From the line that contains "Query: savannah grassland" to the end of the entries, write out every line exactly, including both ends, and nothing more.

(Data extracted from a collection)
((

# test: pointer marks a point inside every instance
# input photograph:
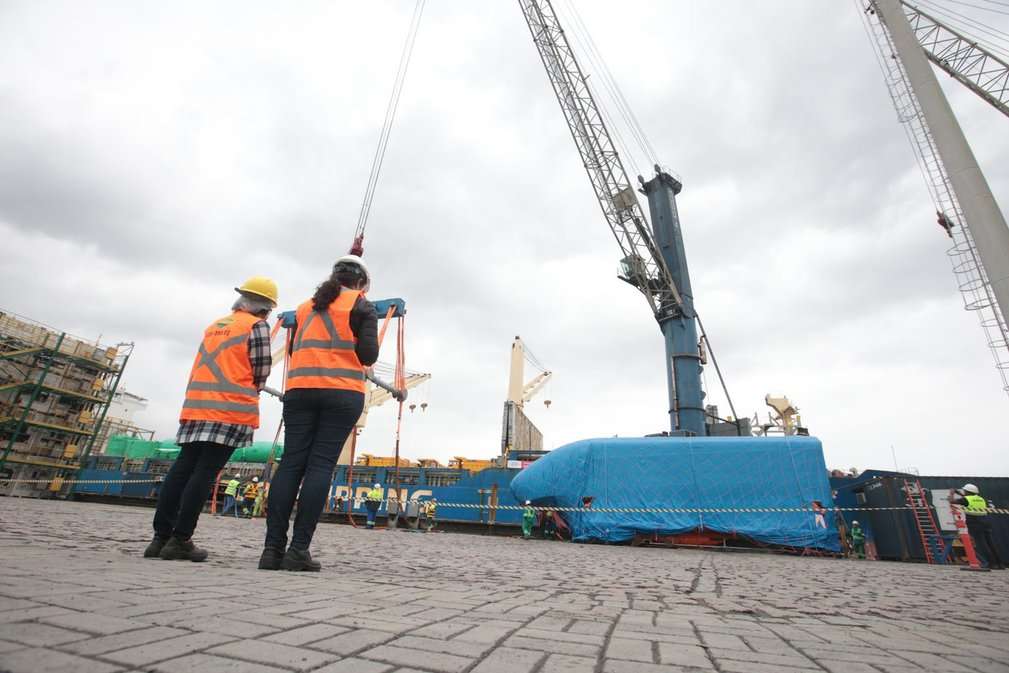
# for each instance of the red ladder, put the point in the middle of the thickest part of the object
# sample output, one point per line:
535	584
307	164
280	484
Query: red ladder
931	538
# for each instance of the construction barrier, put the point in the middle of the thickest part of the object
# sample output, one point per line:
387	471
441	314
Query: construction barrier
584	510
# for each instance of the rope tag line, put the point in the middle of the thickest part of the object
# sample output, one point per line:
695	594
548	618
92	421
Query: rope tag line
358	501
66	481
519	508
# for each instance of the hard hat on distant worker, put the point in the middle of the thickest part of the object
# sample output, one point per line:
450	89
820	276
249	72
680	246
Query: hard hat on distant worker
260	286
352	272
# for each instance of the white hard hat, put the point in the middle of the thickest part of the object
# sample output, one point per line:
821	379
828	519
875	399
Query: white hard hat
356	261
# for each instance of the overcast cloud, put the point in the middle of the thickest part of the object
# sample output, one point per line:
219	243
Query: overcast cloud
154	154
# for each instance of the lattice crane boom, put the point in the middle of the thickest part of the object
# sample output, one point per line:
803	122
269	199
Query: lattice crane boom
962	58
642	262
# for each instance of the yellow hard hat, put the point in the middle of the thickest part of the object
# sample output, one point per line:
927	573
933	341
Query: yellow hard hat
260	286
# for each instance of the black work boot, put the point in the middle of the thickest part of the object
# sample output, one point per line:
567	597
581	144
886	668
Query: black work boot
182	550
153	550
270	559
299	559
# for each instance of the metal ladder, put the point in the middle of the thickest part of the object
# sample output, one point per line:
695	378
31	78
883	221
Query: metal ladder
931	537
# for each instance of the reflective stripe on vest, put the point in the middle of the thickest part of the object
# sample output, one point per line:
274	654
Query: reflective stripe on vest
323	351
220	386
976	506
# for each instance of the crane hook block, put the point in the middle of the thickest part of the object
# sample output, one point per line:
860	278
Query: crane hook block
382	306
290	318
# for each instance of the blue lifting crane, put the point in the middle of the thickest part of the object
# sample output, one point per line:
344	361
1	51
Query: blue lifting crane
654	259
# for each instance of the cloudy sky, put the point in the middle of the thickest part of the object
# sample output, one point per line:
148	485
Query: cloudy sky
154	154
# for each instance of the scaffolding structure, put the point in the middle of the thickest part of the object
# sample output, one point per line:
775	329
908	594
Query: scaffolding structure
54	393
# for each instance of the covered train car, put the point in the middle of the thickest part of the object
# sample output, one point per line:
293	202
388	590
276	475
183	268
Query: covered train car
771	490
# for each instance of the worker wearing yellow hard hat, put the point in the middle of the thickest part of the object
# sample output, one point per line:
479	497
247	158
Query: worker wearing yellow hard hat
259	286
220	414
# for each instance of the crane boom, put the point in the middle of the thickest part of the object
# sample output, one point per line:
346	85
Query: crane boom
961	57
653	259
965	202
643	265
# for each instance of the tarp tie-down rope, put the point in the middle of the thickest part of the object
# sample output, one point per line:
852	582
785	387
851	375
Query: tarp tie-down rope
593	510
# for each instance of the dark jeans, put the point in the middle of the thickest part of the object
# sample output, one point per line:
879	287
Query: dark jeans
187	486
317	422
981	531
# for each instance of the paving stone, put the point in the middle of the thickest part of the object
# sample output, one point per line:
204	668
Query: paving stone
732	666
510	660
50	661
97	646
354	665
848	666
93	624
460	648
274	654
41	635
557	647
562	663
306	635
486	633
795	660
166	649
352	642
723	641
32	613
205	663
621	666
633	650
435	661
228	627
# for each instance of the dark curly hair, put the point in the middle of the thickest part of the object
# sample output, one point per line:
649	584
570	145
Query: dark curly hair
326	294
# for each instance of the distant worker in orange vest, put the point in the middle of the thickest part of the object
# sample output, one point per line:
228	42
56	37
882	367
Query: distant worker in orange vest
333	344
220	413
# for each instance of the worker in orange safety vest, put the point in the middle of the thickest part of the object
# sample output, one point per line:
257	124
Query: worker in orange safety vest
220	414
333	343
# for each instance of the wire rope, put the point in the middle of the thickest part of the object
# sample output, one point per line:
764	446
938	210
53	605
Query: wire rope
968	25
981	7
594	55
390	109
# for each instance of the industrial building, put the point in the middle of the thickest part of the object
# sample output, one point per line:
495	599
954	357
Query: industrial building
55	390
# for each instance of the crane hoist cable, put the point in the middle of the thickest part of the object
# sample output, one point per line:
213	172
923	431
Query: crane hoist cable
394	103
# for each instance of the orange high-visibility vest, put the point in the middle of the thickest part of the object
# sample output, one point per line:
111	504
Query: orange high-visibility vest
221	386
323	352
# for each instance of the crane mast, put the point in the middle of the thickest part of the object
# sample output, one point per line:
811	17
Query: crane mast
653	259
906	39
962	58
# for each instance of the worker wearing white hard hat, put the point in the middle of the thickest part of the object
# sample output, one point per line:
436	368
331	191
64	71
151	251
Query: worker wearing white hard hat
372	501
528	521
858	540
220	414
968	497
335	338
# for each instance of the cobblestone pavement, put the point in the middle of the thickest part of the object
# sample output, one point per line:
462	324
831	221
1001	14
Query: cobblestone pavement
77	595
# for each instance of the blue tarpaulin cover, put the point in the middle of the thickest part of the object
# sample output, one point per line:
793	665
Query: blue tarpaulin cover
684	472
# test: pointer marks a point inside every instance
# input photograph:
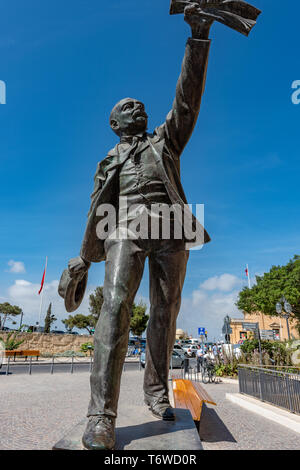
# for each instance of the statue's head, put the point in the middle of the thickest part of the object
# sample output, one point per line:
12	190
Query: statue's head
128	117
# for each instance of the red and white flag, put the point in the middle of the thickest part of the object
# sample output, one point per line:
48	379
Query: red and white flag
248	276
43	278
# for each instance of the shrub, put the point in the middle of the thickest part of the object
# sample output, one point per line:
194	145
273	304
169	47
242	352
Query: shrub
85	347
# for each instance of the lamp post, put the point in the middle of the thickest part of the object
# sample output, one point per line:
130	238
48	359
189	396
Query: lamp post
286	313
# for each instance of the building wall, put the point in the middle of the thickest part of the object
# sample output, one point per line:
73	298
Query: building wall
51	343
265	323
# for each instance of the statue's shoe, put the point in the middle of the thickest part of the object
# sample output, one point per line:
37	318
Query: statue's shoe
161	408
99	433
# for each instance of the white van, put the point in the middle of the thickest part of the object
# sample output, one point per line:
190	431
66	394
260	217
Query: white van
195	341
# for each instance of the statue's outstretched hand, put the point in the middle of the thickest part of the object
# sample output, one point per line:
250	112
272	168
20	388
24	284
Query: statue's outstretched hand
198	20
78	266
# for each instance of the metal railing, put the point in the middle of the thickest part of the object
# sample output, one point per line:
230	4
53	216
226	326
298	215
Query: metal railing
70	364
272	385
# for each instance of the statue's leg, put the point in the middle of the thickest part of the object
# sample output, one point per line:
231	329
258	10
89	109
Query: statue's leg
167	272
123	272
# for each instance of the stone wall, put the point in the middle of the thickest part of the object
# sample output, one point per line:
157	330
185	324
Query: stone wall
51	343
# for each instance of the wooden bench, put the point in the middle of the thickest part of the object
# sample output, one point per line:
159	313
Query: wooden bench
23	353
190	395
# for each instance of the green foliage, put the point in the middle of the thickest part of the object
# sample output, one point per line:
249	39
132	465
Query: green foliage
8	311
139	319
87	322
96	301
49	319
226	370
85	347
10	342
269	288
273	352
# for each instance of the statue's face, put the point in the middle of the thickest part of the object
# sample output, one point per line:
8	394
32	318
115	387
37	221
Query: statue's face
129	117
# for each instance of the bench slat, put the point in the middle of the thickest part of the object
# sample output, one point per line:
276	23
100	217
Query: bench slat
190	395
203	393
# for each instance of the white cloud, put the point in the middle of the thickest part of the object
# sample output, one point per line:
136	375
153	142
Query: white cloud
209	304
225	282
25	295
16	267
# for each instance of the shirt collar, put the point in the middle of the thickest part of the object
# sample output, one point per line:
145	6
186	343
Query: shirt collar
129	138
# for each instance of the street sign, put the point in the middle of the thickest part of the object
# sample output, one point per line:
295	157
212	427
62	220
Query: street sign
250	326
267	334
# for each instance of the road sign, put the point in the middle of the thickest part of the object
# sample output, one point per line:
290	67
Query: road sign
250	326
267	334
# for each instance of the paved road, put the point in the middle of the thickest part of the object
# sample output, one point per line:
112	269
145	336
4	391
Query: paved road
230	427
42	368
59	367
37	410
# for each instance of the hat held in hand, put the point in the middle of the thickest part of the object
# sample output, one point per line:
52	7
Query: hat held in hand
72	289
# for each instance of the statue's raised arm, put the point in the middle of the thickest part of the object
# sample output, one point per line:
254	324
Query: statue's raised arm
182	118
200	15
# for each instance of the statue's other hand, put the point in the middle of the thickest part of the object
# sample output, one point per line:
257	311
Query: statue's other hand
78	266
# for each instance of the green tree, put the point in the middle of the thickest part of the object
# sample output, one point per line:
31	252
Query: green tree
269	288
49	319
139	319
87	322
82	322
7	311
96	301
11	343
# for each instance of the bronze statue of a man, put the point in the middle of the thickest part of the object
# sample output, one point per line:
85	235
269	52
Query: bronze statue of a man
144	168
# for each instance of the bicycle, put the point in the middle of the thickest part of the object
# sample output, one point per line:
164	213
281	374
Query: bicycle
208	373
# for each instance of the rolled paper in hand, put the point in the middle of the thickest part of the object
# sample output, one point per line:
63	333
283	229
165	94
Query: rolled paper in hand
236	14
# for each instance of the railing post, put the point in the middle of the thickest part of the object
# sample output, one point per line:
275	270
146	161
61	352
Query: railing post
7	365
186	366
289	393
259	384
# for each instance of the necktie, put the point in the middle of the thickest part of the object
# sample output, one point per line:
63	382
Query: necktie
134	142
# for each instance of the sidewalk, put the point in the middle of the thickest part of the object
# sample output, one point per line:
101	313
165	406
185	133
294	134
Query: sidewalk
230	427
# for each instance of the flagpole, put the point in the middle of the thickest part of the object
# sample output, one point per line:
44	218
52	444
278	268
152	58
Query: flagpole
42	294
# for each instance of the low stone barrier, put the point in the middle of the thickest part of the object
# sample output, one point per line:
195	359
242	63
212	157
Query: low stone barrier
51	343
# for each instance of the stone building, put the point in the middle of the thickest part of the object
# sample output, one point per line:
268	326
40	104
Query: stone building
266	322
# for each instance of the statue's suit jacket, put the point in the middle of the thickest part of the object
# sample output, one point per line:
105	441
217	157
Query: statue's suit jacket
166	143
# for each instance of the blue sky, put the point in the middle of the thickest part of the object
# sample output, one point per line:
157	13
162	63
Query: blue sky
65	65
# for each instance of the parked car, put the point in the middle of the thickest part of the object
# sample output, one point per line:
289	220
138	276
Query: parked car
177	360
178	348
192	350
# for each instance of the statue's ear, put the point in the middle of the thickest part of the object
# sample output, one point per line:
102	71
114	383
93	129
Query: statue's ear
114	125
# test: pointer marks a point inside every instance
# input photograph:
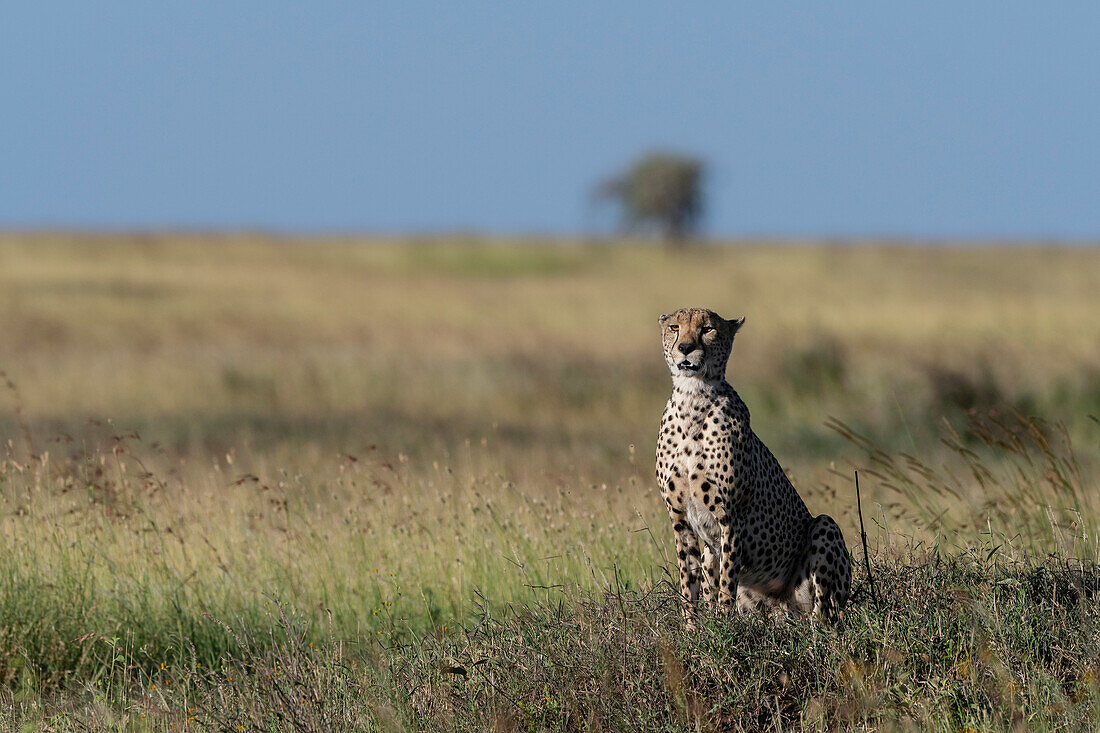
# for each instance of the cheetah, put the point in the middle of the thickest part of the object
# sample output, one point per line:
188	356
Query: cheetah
737	520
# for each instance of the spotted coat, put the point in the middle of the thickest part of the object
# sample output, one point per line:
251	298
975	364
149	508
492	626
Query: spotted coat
740	527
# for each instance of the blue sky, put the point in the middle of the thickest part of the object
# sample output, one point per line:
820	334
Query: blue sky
934	119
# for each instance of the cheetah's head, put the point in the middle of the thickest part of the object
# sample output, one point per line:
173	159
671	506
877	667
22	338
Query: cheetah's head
697	342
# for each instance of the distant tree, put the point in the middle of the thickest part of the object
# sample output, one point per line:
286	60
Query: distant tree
662	190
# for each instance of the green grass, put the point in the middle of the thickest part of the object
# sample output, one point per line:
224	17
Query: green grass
414	479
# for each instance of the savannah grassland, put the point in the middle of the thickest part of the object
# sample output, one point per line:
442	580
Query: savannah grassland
264	484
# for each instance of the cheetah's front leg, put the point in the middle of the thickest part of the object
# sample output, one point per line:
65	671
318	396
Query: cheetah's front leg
689	561
710	575
730	567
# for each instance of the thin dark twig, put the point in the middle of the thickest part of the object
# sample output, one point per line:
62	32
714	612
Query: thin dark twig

))

**Solution for this exercise**
Query: savannah grassland
264	484
# for each instance of the cheetah's front leg, put the point in the middle of the thickest part of the object
# sample output, one point per line:
65	671
318	396
Query: cheetah's front leg
689	561
710	575
730	567
# for each instance of the thin dark twig, put the point in the middle of the thickest part of the object
# sample output, one point per line:
62	32
714	612
Query: thin dark twig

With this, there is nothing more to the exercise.